- _TEXTE FOURNI_:
□ □ □

Le secteur de l’automobile subit deux transformations majeures. La mutation en cours est au coeur d’une géostratégie mondiale à laquelle l’Europe doit prendre part.
Contrairement à ce que l’on entend souvent dans le débat politique en France, l’automobile est un secteur d’avenir. Alors qu’elle est chassée de Paris sans réflexion globale sur sa place dans les transports propres du futur, elle se développe dans le monde. Les ventes mondiales devraient passer de 70 millions en 2004 à 97 millions en 2020.
Il faut arrêter de penser pollution en prononçant automobile : les véhicules propres sont déjà en production. Mais il ne faut pas faire d’erreur stratégique : les voitures produites en France consommant trois litres aux 100 kilomètres, et dont les émissions sont quasiment intégralement filtrées, polluent moins sur le cycle de production que des véhicules électriques équipés de batteries venant de Chine, produites dans des usines fonctionnant à l’électricité au charbon, comme celle consommée par les véhicules.
Voiture autonome et véhicule électrique
Deux transformations majeures du secteur sont à l’oeuvre : la voiture autonome et le véhicule électrique. Les voitures autonomes vont constituer à elles seules un écosystème massif avec les constructeurs de véhicules et leurs sous-traitants qui deviennent des acteurs clefs de l’économie numérique.
Les constructeurs, comme les sous-traitants, doivent acquérir les compétences scientifiques et techniques qui sont au coeur de l’économie numérique, notamment dans l’intelligence artificielle, la programmation et la calibration des capteurs, les radars, sonars, lidars (télédétection par laser) et toutes les caméras qui captent les informations nécessaires aux calculs de positionnement.
Le coût des composants électroniques actuellement embarqués dans des véhicules de gamme moyenne est de 1.500 euros et dépassera 8.000 euros pour les systèmes autonomes complets : ce sera une source massive de création de valeur au cours des dix prochaines années. C’est toute une industrie électronique nouvelle dans laquelle un pays développé doit s’imposer s’il ne veut pas régresser : dix millions d’emplois sont en jeu pour la seule Union européenne à l’horizon 2025.

□ □ □

- _DONNÉES FOURNIES_:

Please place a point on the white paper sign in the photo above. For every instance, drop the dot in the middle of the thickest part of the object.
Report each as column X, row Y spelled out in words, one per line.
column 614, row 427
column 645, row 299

□ □ □

- _TÂCHE DEMANDÉE 1_: Recopiez le passage du texte sur le secteur automobile qui commence par « Contrairement à ce » et se poursuit jusqu'à « millions en 2020. ».
- _TÂCHE DEMANDÉE 2_: Poursuivez le texte sur le secteur automobile à partir de l'endroit où il s'arrête.
Le matériel fourni n'est pas nécessaire ici.

- _RÉPONSE ATTENDUE 1_:
Contrairement à ce que l’on entend souvent dans le débat politique en France, l’automobile est un secteur d’avenir. Alors qu’elle est chassée de Paris sans réflexion globale sur sa place dans les transports propres du futur, elle se développe dans le monde. Les ventes mondiales devraient passer de 70 millions en 2004 à 97 millions en 2020.

- _RÉPONSE ATTENDUE 2_:
Rivalité sino-américaine
La mutation en cours est au coeur de la géostratégie mondiale. La
rivalité sino-américaine dans la mutation numérique se joue notamment
dans trois domaines joints : l’intelligence artificielle, la 5G et la
voiture autonome. Quand les Etats-Unis infligent des sanctions contre
Huawei et ZTE pour des raisons de sécurité, ils visent surtout à les
affaiblir dans leurs activités futures de développement de la 5G qui
accélère l’innovation technologique.
En effet, la 5G va permettre de faciliter le développement des voitures et camions autonomes et de tous les robots et cobots connectés, d’entrer dans le monde des centaines de milliards d’objets connectés
qui rythmeront nos vies futures, et d’accentuer l’essor des techniques
de réalité virtuelle. Toutes ces transformations vont ouvrir avant dix
ans des marchés annuels plus importants que la somme des PIB de
l’Allemagne et de la France.
La Chine pousse également le développement des voitures électriques
et hybrides afin de préempter les innovations des constructeurs
occidentaux en les obligeant à produire en Chine, et de lutter contre la
pollution locale. La Chine a produit 27 millions de véhicules en 2017
contre 17 millions aux Etats-Unis et 15 millions en Europe, et continue
d’investir massivement dans ce secteur
Et l’Europe ?
Nous ne pouvons concevoir l’avenir de l’Europe comme seulement consommatrice de véhicules autonomes et électriques importés alors que nous fermerions des dizaines d’usines et supprimerions des centaines de milliers d’emplois stables fabriquant souverainement des véhicules peu polluants.
Les stratégies de long terme, seules à même de sauver simultanément nos conditions de vie et notre niveau de vie, sont naturellement loin des slogans et fausses promesses. Elles ne peuvent être conduites que par des peuples informés et matures. Un rêve fou ?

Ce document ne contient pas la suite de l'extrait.